*Exercise objective*.
Reproduce without alteration the lines of the records below, beginning with the line that contains "In the image above, can you pinpoint the mustache?" and continuing through the final line of the records, both ends included.
— START Input for this task —
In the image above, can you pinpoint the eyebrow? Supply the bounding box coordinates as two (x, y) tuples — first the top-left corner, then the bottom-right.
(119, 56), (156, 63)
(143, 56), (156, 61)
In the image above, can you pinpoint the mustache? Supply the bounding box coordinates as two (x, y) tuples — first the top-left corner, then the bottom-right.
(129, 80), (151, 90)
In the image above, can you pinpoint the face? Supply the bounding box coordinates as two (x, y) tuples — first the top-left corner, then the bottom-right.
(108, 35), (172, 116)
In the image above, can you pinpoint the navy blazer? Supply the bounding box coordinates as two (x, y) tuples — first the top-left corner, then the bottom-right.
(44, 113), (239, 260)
— END Input for this task —
*Completed task*.
In the image above, can you pinpoint the mustache? Supply the bounding box coordinates as two (x, y) tuples — first the top-left corner, then the bottom-right.
(129, 80), (151, 90)
In the image above, can you pinpoint the face? Supply the bounding box coordinates as two (x, y) tuples — first the top-left corner, then the bottom-right.
(108, 35), (172, 116)
In the image above, can you pinpoint the navy blazer? Supply the bounding box coordinates as two (x, y) tuples — first the top-left corner, then the bottom-right.
(44, 113), (239, 260)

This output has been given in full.